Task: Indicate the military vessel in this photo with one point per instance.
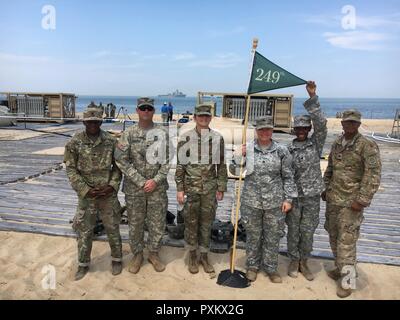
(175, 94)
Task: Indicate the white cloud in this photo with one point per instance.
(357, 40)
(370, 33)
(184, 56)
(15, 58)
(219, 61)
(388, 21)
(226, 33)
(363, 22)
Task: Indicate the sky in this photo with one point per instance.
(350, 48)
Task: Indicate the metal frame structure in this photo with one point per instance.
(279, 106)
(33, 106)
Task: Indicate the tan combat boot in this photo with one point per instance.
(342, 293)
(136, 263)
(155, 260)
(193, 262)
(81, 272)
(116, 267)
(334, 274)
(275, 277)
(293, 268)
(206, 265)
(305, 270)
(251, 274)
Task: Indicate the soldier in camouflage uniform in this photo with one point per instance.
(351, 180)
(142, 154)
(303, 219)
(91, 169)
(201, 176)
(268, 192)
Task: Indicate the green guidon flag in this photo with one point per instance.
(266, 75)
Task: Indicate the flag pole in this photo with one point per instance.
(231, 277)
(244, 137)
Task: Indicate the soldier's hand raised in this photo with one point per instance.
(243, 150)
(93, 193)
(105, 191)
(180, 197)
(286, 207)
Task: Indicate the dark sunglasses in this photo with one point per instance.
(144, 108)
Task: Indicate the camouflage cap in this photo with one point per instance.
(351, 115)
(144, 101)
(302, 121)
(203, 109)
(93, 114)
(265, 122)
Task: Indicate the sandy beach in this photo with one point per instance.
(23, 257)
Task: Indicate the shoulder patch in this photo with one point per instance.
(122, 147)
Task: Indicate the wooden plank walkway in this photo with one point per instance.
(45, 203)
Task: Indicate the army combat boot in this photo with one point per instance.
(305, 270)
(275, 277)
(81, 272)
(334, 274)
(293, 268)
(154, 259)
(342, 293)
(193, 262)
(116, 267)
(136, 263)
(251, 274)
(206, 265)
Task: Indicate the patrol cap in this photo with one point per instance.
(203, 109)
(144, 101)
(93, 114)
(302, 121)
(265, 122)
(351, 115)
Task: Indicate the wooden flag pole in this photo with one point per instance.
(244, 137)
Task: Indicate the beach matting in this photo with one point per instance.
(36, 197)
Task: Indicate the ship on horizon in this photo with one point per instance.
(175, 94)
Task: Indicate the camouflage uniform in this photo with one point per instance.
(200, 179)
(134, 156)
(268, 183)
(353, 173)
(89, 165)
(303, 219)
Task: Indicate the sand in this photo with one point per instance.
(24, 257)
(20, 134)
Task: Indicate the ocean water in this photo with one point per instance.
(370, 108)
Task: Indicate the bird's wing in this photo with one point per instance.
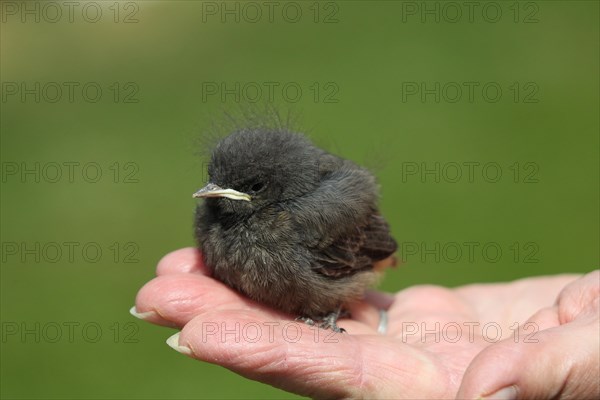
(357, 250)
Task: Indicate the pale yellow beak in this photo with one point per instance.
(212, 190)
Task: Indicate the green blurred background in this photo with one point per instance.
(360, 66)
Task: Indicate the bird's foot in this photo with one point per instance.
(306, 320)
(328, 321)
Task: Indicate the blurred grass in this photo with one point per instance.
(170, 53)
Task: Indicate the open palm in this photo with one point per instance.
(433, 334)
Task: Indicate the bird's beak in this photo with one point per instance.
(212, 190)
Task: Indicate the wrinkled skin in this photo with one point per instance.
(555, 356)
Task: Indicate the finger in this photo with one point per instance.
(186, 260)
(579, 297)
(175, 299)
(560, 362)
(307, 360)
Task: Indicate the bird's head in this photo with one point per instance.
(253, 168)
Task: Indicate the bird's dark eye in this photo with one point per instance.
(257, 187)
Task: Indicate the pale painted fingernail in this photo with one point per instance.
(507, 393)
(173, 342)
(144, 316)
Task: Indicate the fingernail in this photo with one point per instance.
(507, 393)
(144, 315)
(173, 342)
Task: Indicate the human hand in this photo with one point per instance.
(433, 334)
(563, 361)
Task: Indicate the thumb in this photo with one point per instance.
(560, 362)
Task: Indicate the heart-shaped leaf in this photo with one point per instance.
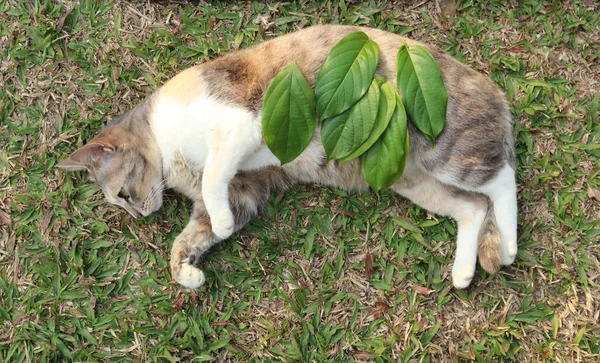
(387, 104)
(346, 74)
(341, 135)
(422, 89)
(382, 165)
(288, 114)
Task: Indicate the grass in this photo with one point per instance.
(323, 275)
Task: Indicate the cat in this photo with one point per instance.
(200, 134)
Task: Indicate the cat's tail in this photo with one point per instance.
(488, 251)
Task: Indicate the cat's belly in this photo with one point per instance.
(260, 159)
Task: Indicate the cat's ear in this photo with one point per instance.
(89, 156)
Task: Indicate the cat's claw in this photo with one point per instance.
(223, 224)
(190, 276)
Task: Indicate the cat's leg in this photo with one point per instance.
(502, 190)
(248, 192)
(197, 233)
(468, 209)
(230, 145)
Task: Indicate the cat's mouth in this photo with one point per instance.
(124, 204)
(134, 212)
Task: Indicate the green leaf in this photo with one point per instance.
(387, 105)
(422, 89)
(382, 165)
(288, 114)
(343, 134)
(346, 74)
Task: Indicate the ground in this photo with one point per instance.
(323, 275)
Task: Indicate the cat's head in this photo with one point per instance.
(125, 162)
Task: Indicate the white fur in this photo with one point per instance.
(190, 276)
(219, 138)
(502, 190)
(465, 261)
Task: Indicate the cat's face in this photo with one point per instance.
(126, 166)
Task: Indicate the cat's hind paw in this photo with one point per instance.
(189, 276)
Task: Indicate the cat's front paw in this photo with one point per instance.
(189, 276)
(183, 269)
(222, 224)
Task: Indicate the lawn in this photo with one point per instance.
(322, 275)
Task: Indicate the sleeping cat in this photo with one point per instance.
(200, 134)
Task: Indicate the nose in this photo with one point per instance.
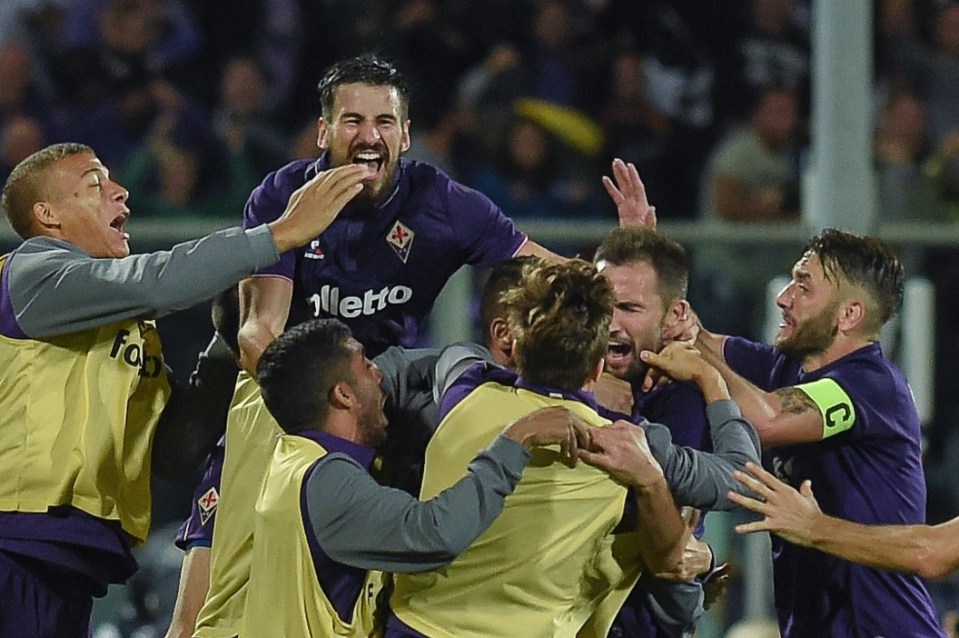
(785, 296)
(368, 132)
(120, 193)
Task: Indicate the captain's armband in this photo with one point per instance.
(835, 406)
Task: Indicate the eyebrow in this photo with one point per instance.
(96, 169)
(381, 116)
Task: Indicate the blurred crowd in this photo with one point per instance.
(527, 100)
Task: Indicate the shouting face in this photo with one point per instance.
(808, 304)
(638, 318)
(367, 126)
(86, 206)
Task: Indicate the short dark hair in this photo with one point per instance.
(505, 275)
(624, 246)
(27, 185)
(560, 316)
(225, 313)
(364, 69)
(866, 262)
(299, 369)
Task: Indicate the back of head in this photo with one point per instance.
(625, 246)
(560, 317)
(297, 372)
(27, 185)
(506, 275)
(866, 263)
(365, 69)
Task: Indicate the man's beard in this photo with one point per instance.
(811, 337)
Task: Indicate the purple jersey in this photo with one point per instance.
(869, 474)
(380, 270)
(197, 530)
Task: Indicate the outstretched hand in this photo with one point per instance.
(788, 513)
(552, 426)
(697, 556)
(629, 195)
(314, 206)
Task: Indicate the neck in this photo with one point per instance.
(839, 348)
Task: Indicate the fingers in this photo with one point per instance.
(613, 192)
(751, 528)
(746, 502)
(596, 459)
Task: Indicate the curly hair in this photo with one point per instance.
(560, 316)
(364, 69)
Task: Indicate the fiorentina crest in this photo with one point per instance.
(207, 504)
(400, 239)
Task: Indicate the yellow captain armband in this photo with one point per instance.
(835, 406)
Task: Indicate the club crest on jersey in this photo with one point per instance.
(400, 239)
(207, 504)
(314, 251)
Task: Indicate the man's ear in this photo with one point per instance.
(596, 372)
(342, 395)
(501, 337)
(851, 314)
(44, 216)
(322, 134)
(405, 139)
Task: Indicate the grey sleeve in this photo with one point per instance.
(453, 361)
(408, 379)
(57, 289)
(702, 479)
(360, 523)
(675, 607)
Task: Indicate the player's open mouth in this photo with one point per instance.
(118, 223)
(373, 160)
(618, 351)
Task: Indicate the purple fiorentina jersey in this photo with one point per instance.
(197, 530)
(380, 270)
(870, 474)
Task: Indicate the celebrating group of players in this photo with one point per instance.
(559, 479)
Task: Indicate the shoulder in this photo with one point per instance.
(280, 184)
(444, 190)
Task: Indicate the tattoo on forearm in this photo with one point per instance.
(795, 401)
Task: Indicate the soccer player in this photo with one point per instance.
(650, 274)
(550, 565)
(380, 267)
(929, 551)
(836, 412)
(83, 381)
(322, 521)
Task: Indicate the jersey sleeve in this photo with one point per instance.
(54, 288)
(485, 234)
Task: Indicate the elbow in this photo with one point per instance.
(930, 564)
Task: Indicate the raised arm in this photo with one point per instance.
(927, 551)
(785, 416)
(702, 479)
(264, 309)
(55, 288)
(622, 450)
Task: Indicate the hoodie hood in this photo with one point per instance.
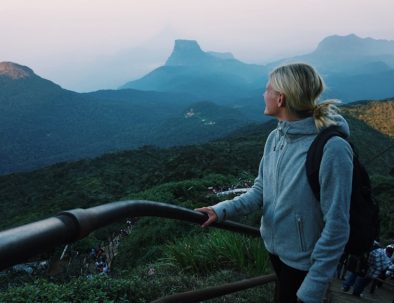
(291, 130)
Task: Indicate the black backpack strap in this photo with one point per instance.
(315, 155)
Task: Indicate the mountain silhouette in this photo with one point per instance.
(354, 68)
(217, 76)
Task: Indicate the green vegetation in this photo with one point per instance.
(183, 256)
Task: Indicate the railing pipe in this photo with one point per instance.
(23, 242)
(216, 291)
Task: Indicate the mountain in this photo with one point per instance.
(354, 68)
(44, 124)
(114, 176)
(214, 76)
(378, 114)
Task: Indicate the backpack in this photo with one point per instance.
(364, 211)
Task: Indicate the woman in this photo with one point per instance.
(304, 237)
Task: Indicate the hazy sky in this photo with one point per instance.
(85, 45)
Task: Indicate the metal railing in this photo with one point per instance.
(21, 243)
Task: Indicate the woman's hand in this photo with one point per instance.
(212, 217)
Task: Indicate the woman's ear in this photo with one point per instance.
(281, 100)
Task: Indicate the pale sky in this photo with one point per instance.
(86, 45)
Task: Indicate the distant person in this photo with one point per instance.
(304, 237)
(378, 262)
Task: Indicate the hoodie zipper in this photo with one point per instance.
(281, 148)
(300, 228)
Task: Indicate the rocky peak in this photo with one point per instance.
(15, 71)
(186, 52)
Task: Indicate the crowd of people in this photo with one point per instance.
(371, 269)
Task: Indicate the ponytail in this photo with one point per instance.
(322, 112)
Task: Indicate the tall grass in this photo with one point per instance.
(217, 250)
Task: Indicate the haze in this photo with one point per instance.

□ □ □ □

▶ _Exercise directions_
Reproduce the rows word for word, from the line containing "Task: Indicate the hazy" through the final row, with both of those included.

▶ _Answer for this exercise_
Task: Indicate the hazy sky in this photo with one point per instance.
(85, 45)
Task: Indicate the metal railing in this photo with one point per instance.
(21, 243)
Task: Indicate the woman's hand in this photo with one point per instance.
(212, 217)
Task: Indicate the woman's ear in this photo with one point per instance.
(281, 100)
Task: Indicate the pale sky in this photo with one point per instance.
(86, 45)
Task: Indicate the distant person in this photo with one point per instance.
(304, 237)
(378, 262)
Task: Indicate the hoodie zipper in this photo with one point per instance.
(281, 148)
(300, 228)
Task: Indicate the rocky peak in this photo with one point per instance.
(15, 71)
(186, 52)
Task: Indicate the crowd of people in this photo with one point per instance.
(371, 269)
Task: Indicate the ponytail in this photo with one point per instance.
(322, 112)
Task: Indicate the tall grass in this photo with one point per instance.
(217, 250)
Task: Indicate the haze in this photo with one point per instance.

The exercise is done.